→ THE DATA:

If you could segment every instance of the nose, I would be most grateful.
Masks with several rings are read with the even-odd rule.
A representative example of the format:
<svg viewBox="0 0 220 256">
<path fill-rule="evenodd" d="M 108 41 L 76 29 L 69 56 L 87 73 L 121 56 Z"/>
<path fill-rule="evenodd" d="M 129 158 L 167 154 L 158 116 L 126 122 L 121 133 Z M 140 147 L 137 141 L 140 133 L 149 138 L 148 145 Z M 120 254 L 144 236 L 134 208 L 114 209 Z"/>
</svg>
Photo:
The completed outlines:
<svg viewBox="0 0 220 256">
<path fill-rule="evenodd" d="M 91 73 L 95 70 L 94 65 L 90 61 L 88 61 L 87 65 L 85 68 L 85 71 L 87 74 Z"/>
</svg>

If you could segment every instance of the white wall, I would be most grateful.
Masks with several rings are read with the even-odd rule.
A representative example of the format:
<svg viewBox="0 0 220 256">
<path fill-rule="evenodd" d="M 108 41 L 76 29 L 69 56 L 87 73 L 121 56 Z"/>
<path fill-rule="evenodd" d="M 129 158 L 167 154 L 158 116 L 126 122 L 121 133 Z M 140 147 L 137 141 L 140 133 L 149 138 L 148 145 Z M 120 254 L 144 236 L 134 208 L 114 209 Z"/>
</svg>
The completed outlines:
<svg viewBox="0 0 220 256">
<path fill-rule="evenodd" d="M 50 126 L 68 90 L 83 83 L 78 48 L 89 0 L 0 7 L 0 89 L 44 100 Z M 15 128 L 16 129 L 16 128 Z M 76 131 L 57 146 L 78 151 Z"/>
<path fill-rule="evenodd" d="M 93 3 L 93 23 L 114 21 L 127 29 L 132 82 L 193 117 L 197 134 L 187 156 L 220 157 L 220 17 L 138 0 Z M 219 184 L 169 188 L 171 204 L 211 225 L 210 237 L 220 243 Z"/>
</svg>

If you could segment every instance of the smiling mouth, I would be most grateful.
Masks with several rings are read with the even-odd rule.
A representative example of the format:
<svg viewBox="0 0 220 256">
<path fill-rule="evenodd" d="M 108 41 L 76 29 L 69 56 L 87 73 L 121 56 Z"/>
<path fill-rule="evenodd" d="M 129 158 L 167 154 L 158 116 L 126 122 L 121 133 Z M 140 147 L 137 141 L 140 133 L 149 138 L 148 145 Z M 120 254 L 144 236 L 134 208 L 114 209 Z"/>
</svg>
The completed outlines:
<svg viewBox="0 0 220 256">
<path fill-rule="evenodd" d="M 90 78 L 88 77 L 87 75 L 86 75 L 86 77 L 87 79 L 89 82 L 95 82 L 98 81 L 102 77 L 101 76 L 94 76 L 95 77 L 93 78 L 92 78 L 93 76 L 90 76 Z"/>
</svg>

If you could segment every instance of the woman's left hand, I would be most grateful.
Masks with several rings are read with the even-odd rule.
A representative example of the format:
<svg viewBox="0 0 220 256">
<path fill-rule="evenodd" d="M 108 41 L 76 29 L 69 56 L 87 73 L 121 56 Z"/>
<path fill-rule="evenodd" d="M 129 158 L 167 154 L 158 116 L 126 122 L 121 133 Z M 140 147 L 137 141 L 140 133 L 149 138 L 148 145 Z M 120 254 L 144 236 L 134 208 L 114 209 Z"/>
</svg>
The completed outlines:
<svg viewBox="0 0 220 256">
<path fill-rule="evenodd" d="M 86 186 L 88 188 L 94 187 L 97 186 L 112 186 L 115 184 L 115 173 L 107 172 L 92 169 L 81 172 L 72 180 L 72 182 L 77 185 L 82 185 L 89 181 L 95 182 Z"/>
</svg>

→ AIM:
Write out all of the material above again, substituting "typical sample" for every occurrence of "representative example". Leave everything else unchanged.

→ ANSWER TO THE TASK:
If you could segment every instance of the nose, I would be most grateful.
Masks with several rings are read with the even-odd rule.
A typical sample of the format:
<svg viewBox="0 0 220 256">
<path fill-rule="evenodd" d="M 108 41 L 76 29 L 69 56 L 87 73 L 121 56 Z"/>
<path fill-rule="evenodd" d="M 129 158 L 167 154 L 158 116 L 126 122 L 121 133 Z M 140 147 L 137 141 L 140 133 L 149 138 L 148 145 Z M 120 254 L 144 236 L 134 208 L 114 209 Z"/>
</svg>
Photo:
The completed outlines:
<svg viewBox="0 0 220 256">
<path fill-rule="evenodd" d="M 91 73 L 95 70 L 94 65 L 90 61 L 88 61 L 87 65 L 85 68 L 85 71 L 87 74 Z"/>
</svg>

If you could segment every instance of the white wall, I would be most grateful.
Masks with several rings are read with the even-odd rule.
A typical sample of the format:
<svg viewBox="0 0 220 256">
<path fill-rule="evenodd" d="M 108 41 L 76 29 L 69 56 L 87 73 L 121 56 Z"/>
<path fill-rule="evenodd" d="M 129 158 L 167 154 L 158 116 L 126 122 L 121 133 Z M 140 147 L 137 141 L 140 133 L 149 138 L 148 145 Z M 120 254 L 144 236 L 134 208 L 114 209 Z"/>
</svg>
The completed outlines:
<svg viewBox="0 0 220 256">
<path fill-rule="evenodd" d="M 50 126 L 68 90 L 83 83 L 78 48 L 89 0 L 0 7 L 0 89 L 44 100 Z M 15 128 L 16 129 L 16 128 Z M 76 131 L 57 146 L 78 151 Z"/>
<path fill-rule="evenodd" d="M 93 3 L 93 23 L 114 21 L 127 29 L 132 82 L 193 117 L 197 134 L 187 156 L 220 157 L 220 17 L 138 0 Z M 219 184 L 169 188 L 171 204 L 211 225 L 210 237 L 220 243 Z"/>
</svg>

If you could segment every instance of the smiling mouth, I would be most grateful.
Masks with several rings are read with the even-odd rule.
A typical sample of the format:
<svg viewBox="0 0 220 256">
<path fill-rule="evenodd" d="M 108 41 L 76 29 L 69 56 L 87 73 L 121 56 Z"/>
<path fill-rule="evenodd" d="M 129 158 L 167 154 L 158 116 L 126 122 L 121 133 Z M 140 147 L 137 141 L 140 133 L 149 138 L 148 145 Z M 120 254 L 144 236 L 134 208 L 114 209 Z"/>
</svg>
The completed outlines:
<svg viewBox="0 0 220 256">
<path fill-rule="evenodd" d="M 90 78 L 88 77 L 87 75 L 86 75 L 86 77 L 87 79 L 89 82 L 95 82 L 98 81 L 102 77 L 101 76 L 94 76 L 95 77 L 93 78 L 92 78 L 93 76 L 90 76 Z"/>
</svg>

If you could segment every instance of the woman's left hand, I would be most grateful.
Masks with several rings are read with the even-odd rule.
A typical sample of the format:
<svg viewBox="0 0 220 256">
<path fill-rule="evenodd" d="M 108 41 L 76 29 L 69 56 L 87 73 L 121 56 Z"/>
<path fill-rule="evenodd" d="M 129 158 L 167 154 L 158 116 L 126 122 L 121 133 Z M 140 147 L 137 141 L 140 133 L 149 138 L 148 145 Z M 120 254 L 144 236 L 134 208 L 114 209 Z"/>
</svg>
The completed outlines:
<svg viewBox="0 0 220 256">
<path fill-rule="evenodd" d="M 86 186 L 88 188 L 94 187 L 97 186 L 112 186 L 115 184 L 115 173 L 107 172 L 92 169 L 81 172 L 72 180 L 72 182 L 77 185 L 82 185 L 89 181 L 95 182 Z"/>
</svg>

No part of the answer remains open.